## Brief
Read through the data below and state how many of its lines contain the word "tree", adding nothing.

(Data to use begins)

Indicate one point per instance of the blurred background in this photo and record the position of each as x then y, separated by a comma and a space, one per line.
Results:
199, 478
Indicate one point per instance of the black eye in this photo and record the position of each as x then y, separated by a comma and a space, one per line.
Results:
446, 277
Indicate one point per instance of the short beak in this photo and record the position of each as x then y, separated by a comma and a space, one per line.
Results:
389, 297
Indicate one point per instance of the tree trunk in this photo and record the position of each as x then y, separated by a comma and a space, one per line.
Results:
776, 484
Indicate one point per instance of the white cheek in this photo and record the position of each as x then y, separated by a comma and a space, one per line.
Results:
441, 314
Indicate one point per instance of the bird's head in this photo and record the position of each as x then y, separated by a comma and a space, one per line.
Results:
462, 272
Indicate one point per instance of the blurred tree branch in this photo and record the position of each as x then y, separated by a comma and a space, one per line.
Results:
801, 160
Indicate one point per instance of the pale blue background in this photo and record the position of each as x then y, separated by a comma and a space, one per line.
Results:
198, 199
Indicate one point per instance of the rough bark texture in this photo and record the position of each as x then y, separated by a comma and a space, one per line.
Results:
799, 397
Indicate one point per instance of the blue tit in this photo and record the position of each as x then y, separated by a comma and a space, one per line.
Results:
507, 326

(Data to use ends)
(Data to use begins)

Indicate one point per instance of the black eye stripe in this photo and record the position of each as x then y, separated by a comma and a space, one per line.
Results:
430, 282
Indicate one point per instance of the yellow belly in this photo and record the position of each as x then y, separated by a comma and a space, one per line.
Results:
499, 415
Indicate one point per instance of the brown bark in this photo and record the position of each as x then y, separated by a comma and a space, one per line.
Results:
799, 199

(Data to use ends)
(Data to use begins)

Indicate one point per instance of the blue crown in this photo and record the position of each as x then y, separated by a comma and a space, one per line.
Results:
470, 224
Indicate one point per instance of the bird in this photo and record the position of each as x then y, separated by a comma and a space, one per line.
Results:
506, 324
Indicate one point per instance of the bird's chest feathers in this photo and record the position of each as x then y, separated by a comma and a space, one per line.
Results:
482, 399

(Data to use ends)

## Task response
2